## Alıntılanan metin
....

Ben Yoruldum

SELAHATTİN YILDIZ
Ben Yoruldum
 
Ben yoruldum şu doğrudur şu yanlıştır demekten. Yoruldum içim katran bağlarken tebessüm etmekten. Başka çare bırakmıyor insana Mevla. Mutlak hakikate sarılmadan yürünmüyor bu tozlu yolda. İçimizi burkarken dost bilindik fenaların nefesi, yalancı tebessümü rüşvet verirken yakalanır gözlerinden.
 
Ben yoruldum koca adamların çocuk bile yapmaz deyip yediği herzelerden. Ben yoruldum düştüğü çukuru vadi sanıp gülenden. Tanpınar’ın Saatleri Ayarlama Enstitüsü’nde dediği gibi; “Ben bir yerde aldandım ama nerde aldandım onu bilmiyorum.” Evet biz nerede neyi yanlış anladık.

....

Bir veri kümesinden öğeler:

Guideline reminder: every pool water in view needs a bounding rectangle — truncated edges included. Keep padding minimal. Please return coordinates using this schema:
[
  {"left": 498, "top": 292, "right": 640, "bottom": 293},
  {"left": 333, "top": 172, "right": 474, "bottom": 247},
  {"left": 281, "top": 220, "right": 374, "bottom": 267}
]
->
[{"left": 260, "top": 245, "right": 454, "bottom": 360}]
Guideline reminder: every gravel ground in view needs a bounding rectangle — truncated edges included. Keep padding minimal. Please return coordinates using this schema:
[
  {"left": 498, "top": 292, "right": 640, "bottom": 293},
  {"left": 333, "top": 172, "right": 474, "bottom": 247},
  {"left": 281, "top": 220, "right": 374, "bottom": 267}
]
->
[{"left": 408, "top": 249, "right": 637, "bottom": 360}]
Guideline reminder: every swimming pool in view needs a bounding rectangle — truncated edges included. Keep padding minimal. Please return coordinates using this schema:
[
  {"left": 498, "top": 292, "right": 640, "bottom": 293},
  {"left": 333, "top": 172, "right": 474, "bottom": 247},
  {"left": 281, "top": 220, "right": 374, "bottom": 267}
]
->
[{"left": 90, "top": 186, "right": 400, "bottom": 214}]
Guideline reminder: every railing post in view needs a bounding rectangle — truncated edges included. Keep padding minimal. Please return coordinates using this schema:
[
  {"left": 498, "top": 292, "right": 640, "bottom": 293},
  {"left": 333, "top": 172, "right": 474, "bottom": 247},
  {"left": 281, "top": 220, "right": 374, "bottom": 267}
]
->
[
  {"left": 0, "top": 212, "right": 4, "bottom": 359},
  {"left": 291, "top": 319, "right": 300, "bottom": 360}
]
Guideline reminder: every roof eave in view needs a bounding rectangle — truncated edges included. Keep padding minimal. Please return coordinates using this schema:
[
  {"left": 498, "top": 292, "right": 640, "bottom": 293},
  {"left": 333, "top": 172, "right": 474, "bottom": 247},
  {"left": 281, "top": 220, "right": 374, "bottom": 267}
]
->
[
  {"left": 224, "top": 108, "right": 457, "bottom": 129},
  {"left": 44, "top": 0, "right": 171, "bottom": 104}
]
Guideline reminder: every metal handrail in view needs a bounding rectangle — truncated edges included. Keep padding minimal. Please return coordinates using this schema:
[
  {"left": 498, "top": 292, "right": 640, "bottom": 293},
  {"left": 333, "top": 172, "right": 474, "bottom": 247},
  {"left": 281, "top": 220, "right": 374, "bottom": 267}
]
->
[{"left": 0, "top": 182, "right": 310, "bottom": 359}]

....

## Yazılı görev 1
“Ben Yoruldum” denemesine göre şu ifadelerin her biri için evet ya da hayır deyin ve kararı belirleyen sözleri denemeden birebir alıntılayın. (a) Denemede Tanpınar’ın Saatleri Ayarlama Enstitüsü’nden bir söz aktarılır. (b) Yalancı tebessümün rüşvet verirken ağızdan yakalandığı söylenir. (c) Yazar, tebessüm etmekten yorulmadığını belirtir.
## Yazılı görev 2
“Ben Yoruldum” denemesinde “SELAHATTİN YILDIZ” sözleriyle başlayıp “neyi yanlış anladık.” sözleriyle biten kısmı birebir tekrarlayın.
## Yazılı görev 3
“Ben Yoruldum” denemesini kaldığı yerden devam ettirin.

## Doğru cevap 1
(a) Evet: “Tanpınar’ın Saatleri Ayarlama Enstitüsü’nde dediği gibi”
(b) Hayır: “yalancı tebessümü rüşvet verirken yakalanır gözlerinden”
(c) Hayır: “Yoruldum içim katran bağlarken tebessüm etmekten.”

## Doğru cevap 2
SELAHATTİN YILDIZ
Ben Yoruldum
 
Ben yoruldum şu doğrudur şu yanlıştır demekten. Yoruldum içim katran bağlarken tebessüm etmekten. Başka çare bırakmıyor insana Mevla. Mutlak hakikate sarılmadan yürünmüyor bu tozlu yolda. İçimizi burkarken dost bilindik fenaların nefesi, yalancı tebessümü rüşvet verirken yakalanır gözlerinden.
 
Ben yoruldum koca adamların çocuk bile yapmaz deyip yediği herzelerden. Ben yoruldum düştüğü çukuru vadi sanıp gülenden. Tanpınar’ın Saatleri Ayarlama Enstitüsü’nde dediği gibi; “Ben bir yerde aldandım ama nerde aldandım onu bilmiyorum.” Evet biz nerede neyi yanlış anladık.

## Doğru cevap 3
 
Ben yoruldum şu doğrudur şu yanlıştır demekten. Duyduklarımla gördüklerimin çeliştiği kerteden. Haykırır anlatırdım susmadan dinlenmeden. Şimdi susuyorum küsmüşüm gayrete. Hayret edeceğim ne bir hal ne de bir tan kaldı. Ne dilin hükmü var ne hakikatli bir sözün. Beni bu asra düşürenin vardır bir bildiği. Bu hallerde hep Zarifoğlu gelir aklıma, diyor ya; “Ben bu çağdan nefret ettim, etimle kemiğimle nefret ettim” işte o noktada olanların kalbiyle düşüyorum usulca. Uzat elini ya rab başkası teselli veremez bana.
 
Ben yoruldum yorulmaktan. Uykuların bile dinlendirmediği karanlık sabahlardan. İlah gibi kutsanan cüceler tayfasından. Hakikatli bilinip ardına bakılandan. Lat’tan, Uzza’dan, Menan’dan. Bir de şu platonik dünyada, mazlumların köpek dişlerine atıldığı meydandan.
 
Çarpılır suratlarına yalan, kızarsın diye keçe yüzlüler. Tanrı’larıyla birlikte hesaba çekilen kim varsa şimdi baş tacı ediliyor kölelerinin mabedinde.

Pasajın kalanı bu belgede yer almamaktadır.